▸ JOB 1: Show every line from the records below that contains the word "window", copying each one in full.

— START EXCERPTED TEXT —

But let me back up, because the real story does not start in Thailand. It starts in a grey open-plan office in London, where I spent four years as a UX designer, staring at the same damp water stain on the ceiling tile above my desk and wondering if this was actually it.

My manager at the time was a man named Derek. Derek had a habit of scheduling Monday morning meetings at eight-thirty sharp, not because anything urgent ever came out of them, but because, as he once told me with the confidence of someone who had never questioned a single decision in his life, “Face time builds culture, mate.”

I used to sit in those meetings with my coffee going cold, watching the clock, calculating how many more Mondays I had left before I retired, and feeling something close to physical pain.

I was twenty-eight. The math was not encouraging.

The pivot happened on a Tuesday, which is perhaps the most unromantic day of the week for a life-changing decision, but that is how it actually went. I was browsing a remote work forum late at night, deep in a rabbit hole of blog posts and Reddit threads about the digital nomad lifestyle, when I found a thread from a guy named Marcus, a freelance developer from Berlin who had been working remotely for three years.

He had posted a photo of himself working from a rooftop in Lisbon, laptop open, a glass of wine beside him, the Tagus River glittering behind him in the late afternoon sun.

Somebody in the comments had typed, “Must be nice. How do you actually pay your bills though?”

And Marcus replied, without a single drop of defensiveness: “Same way you do. I just do it in a nicer view.”

I screenshot that exchange. I still have it.

I spent the next eight months building a freelance UX design portfolio on the side of my full-time job. I took on small projects through platforms like Toptal and Upwork. I learned about asynchronous communication, about building client relationships entirely through email and video calls, and about how to price remote freelance work properly so you are not constantly undercutting yourself to land jobs.

I read every article about remote work productivity I could find. I watched YouTube channels run by people living the laptop lifestyle in places like Bali and Medellín, half inspired, half skeptical, because even then I suspected the curated version of nomadic living was hiding something true and difficult underneath.

I resigned from my job in April. Derek looked genuinely confused, like I had told him I was leaving to become a lighthouse keeper. “You’re throwing away stability,” he said. “You know that, right?”

— END EXCERPTED TEXT —
— START MATERIAL SHOWN —

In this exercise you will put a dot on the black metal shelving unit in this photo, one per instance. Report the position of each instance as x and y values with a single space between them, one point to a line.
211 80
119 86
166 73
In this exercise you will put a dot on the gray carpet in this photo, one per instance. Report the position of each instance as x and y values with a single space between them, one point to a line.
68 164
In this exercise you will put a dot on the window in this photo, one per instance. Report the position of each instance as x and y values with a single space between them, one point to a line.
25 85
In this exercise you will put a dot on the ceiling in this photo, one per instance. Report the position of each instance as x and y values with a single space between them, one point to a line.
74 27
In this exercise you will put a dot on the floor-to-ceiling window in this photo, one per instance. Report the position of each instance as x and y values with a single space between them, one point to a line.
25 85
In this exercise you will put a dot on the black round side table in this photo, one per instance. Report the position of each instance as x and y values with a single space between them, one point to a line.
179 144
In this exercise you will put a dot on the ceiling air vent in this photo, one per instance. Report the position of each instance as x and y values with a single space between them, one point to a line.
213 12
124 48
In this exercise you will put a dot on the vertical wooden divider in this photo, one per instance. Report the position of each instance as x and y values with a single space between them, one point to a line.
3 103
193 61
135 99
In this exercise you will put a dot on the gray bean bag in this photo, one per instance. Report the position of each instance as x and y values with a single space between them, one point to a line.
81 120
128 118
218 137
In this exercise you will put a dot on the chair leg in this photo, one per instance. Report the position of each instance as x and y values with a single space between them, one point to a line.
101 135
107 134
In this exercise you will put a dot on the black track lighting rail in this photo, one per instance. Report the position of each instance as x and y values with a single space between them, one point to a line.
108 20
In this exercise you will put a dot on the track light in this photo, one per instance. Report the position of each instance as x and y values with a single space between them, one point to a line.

— END MATERIAL SHOWN —
— START MATERIAL SHOWN —

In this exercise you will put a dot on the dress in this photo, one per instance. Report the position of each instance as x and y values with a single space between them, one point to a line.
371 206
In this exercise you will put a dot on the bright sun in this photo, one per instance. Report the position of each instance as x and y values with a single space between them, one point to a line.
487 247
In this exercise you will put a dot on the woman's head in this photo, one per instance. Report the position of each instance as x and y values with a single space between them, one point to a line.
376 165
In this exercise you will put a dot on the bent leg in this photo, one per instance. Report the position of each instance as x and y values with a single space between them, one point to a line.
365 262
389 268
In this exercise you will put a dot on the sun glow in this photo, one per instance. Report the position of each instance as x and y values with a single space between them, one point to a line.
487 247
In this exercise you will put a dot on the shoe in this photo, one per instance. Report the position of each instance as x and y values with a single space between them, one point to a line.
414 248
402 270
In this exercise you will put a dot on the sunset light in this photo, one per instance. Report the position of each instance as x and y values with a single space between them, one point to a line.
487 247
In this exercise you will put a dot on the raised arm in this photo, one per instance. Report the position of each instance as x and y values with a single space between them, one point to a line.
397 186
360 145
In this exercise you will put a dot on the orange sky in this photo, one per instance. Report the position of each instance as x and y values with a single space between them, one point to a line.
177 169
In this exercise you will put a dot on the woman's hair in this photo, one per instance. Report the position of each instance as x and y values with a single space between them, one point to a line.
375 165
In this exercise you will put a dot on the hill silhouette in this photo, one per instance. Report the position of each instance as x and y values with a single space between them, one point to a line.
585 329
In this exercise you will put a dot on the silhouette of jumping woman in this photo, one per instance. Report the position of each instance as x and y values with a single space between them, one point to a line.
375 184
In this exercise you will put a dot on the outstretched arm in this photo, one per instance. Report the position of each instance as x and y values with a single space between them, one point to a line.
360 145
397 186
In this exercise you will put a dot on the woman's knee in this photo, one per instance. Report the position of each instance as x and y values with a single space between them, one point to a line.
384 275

— END MATERIAL SHOWN —

▸ JOB 2: Proceed with the story above about quitting a London office job for remote freelance work, starting after its final sentence.

▸ WRITTEN REPLY 1:
In this exercise you will put a dot on the window in this photo, one per instance. Report the position of each instance as x and y values with a single space between them, one point to a line.
In this exercise you will put a dot on the floor-to-ceiling window in this photo, one per instance. Report the position of each instance as x and y values with a single space between them, one point to a line.

▸ WRITTEN REPLY 2:
“I know,” I said. And I meant it as a compliment to myself.

My first destination was Chiang Mai, Thailand, which at the time was arguably the most popular digital nomad hub in the world, and for good reason. The cost of living was extraordinarily low. There were co-working spaces everywhere. The food was incredible.

The internet infrastructure was reliable. And there were dozens, maybe hundreds of other remote workers and location-independent professionals scattered across the city’s cafes, doing exactly what I was trying to do, which meant there was a built-in community waiting for me before I had even unpacked.

I found a co-working space called Punspace on my second day. I walked in, paid for a weekly hot desk membership that cost less than two cups of coffee back home per day, opened my laptop, and immediately felt something I had not felt in years sitting at a desk. I felt present.

The woman at the desk beside mine was a copywriter named Aisha, originally from Toronto, who had been nomading for fourteen months and had the calm, slightly weathered energy of someone who had already made every mistake I was about to make.

“First week?” she asked, without looking up from her screen.

“Is it that obvious?”

“You have a brand new laptop sleeve, you keep checking your Wi-Fi speed, and you look terrified.” She finally looked over and smiled. “Relax. It gets less scary. Then it gets complicated. Then it becomes your normal.”

She was exactly right, in exactly that order.

The terrifying part lasted about three weeks. I was chasing clients across ten-hour time differences, sleeping at odd hours to make myself available for calls, undercharging because I was still not confident enough to hold my rates, and eating pad thai for every meal because decision fatigue had completely destroyed my ability to choose anything more complex than pointing at a menu photograph.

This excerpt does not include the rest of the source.